# Records to process:
────────

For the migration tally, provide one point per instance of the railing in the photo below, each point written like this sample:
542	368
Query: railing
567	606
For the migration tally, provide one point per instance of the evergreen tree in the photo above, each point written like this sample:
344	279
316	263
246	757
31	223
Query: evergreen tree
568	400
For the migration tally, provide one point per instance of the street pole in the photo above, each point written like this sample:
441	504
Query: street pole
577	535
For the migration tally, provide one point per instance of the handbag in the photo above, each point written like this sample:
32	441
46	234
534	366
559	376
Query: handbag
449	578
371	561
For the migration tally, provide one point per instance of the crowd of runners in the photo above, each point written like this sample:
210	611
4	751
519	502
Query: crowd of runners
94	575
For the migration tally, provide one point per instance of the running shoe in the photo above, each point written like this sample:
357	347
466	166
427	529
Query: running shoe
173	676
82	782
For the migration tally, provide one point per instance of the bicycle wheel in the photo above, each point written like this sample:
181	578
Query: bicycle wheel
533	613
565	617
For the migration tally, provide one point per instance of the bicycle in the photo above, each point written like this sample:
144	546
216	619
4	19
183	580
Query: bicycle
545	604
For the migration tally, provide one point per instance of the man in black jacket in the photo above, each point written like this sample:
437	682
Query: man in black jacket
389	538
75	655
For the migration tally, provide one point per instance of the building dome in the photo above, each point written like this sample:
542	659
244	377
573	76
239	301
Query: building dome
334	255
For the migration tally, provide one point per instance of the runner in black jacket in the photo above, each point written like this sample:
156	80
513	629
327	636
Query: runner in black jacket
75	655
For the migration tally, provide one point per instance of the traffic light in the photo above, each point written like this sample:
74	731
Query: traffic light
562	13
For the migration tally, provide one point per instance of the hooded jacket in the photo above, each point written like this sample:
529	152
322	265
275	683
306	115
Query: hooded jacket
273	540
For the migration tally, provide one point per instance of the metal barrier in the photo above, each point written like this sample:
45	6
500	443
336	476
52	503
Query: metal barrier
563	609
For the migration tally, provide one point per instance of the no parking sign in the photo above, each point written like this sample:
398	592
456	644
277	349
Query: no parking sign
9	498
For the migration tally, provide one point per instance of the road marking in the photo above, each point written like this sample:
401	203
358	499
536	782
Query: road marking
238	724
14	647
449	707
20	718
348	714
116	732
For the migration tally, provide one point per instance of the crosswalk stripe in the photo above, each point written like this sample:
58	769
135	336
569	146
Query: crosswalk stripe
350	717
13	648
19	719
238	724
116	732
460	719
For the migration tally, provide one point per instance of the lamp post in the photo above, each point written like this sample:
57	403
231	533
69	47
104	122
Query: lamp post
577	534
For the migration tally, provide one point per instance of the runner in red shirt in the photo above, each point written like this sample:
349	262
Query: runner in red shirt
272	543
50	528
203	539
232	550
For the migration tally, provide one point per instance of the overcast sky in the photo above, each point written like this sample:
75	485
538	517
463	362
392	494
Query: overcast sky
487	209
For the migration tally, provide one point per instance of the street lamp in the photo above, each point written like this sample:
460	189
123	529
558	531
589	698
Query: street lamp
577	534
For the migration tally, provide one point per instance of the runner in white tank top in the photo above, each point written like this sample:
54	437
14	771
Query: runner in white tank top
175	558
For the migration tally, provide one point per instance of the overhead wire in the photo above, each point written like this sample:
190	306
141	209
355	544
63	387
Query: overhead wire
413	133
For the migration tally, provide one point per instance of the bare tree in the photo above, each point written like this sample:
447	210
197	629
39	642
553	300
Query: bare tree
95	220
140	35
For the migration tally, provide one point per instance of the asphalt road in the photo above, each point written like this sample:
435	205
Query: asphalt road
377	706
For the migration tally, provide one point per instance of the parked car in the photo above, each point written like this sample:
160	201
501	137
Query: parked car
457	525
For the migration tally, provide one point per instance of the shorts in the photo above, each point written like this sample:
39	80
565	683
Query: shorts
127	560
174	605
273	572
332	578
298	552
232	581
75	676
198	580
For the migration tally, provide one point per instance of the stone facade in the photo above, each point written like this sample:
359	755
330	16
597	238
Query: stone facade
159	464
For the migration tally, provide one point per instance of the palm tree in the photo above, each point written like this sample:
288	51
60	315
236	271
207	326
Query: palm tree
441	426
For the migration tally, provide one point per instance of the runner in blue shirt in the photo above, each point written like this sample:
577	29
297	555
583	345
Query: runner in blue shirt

────────

# Requirements:
Produce an exact copy of the whole listing.

# Task result:
For the migration tally, provide one point per instance of the railing in the photo below, each point written like this sample:
542	368
Query: railing
567	606
For the migration tally, provide one point per instance of the evergreen tree in the photo above, each point written like this sample:
344	279
316	263
246	757
31	223
Query: evergreen tree
568	400
For the migration tally, provide one point per instance of the street pole in the photo above, each point written like this sample:
441	504
Query: street pole
577	535
For the migration tally, provide one point per instance of the handbag in the photo above, each point written like this sample:
32	441
46	234
534	366
559	376
Query: handbag
449	578
371	561
For the migration tally, provide one point per instance of the crowd of runners in the photo above, each point written like this sample:
210	611
4	751
519	502
Query: crowd of runners
94	575
For the migration tally, provide one point per instance of the running shoe in the photo above, each point written like this sample:
357	347
466	166
427	529
Query: running shoe
173	676
82	782
For the migration tally, provide one point per instance of the bicycle wheel in the photo above, each point written like this sample:
181	578
Query: bicycle wheel
533	613
565	617
For the migration tally, provide one point per instance of the bicycle in the photo above, each point written like this sample:
144	546
216	619
4	19
183	580
Query: bicycle
545	604
For the migration tally, provide one point per instance of the man in black jacket in the photo above, each point written like this sample:
437	682
Query: man in black jacket
389	538
75	655
For the migration tally, provide one point per instance of the building dome in the photo above, each point written like this sample:
542	659
244	377
573	76
239	301
Query: building dome
334	255
For the migration tally, provide one point per instance of the runner in black jacket in the photo above, each point written like this sample:
156	80
513	629
327	636
Query: runner in black jacket
75	655
For the migration tally, provide one point per instance of the traffic light in the photo above, each point written like this sample:
74	731
Query: traffic light
562	13
For the migration tally, provide one point per instance of the hooded jacket in the photo above, each point written like this sample:
529	152
322	265
275	683
306	115
Query: hooded jacket
273	540
For the migration tally, provide one point per instance of the metal barrier in the photo above, each point written like this sample:
45	6
500	443
336	476
52	503
Query: metal barrier
563	609
For the migration tally, provide one point per instance of the no parking sign in the photo above, each point written like this sample:
398	592
456	644
277	349
Query: no parking sign
9	498
For the migration tally, provide one point per instance of the road marking in the photo above, each point written like this sample:
401	203
358	499
536	782
Query: road marking
238	724
14	647
449	707
20	718
348	714
116	732
For the migration tally, provide one point per instance of the crosswalk stripe in the photo above, each point written like this sample:
58	769
135	336
569	146
Query: crosswalk stripe
350	717
13	648
19	719
238	724
116	732
460	719
For the migration tally, provide one point per instance of the lamp post in the photo above, each point written like this sample:
57	403
231	533
69	47
104	122
Query: lamp post
577	534
For the migration tally, provide one point per instance of the runner in red shirt in the photo above, each point written like this sample:
349	262
Query: runner in red shirt
272	543
50	528
203	539
232	550
For the migration tally, provide one point per instance of the overcast sky in the photo above, each point written like this sample:
75	485
538	517
463	362
392	494
Query: overcast sky
487	209
For the migration tally, provide one point per instance of the street lamp in the photo above, each point written like this sample:
460	189
123	529
558	531
589	698
Query: street lamp
577	534
For the migration tally, provide one point per instance of the runner in white tank top in the photo above, each point written like this sample:
54	437
14	771
Query: runner in white tank top
175	558
For the migration tally, provide one point per instance of the overhead wire in the photo above, each point written like this sample:
190	306
141	209
355	544
63	387
Query: overhead wire
413	133
For the migration tally, provide one point per instance of the bare tree in the photo above, each point written like this sample:
447	210
197	629
39	642
553	300
Query: bare tree
95	220
140	35
For the migration tally, provide one point per instance of the asphalt road in the photo above, each point written like this sample:
435	205
Query: asphalt road
377	706
For the migration tally, provide one point per instance of the parked car in the photo above, each point written like this sample:
160	201
501	137
Query: parked car
457	525
For the migration tally, provide one point per instance of the shorts in the photo above, each point written like this sample:
39	80
565	683
Query: shorts
127	560
174	605
273	572
332	578
298	552
232	581
75	676
198	580
For the migration tally, provide one point per instance of the stone facade in the photo above, each point written like this sample:
359	755
330	16
597	238
Query: stone facade
159	464
For the migration tally, provide one point per instance of the palm tree in the photo above, each point written like this sample:
288	51
60	315
236	271
207	326
Query: palm tree
441	426
For the migration tally, provide one point per instance of the runner in blue shirt in the photo above, each point written like this sample:
577	29
297	555
583	345
Query: runner in blue shirt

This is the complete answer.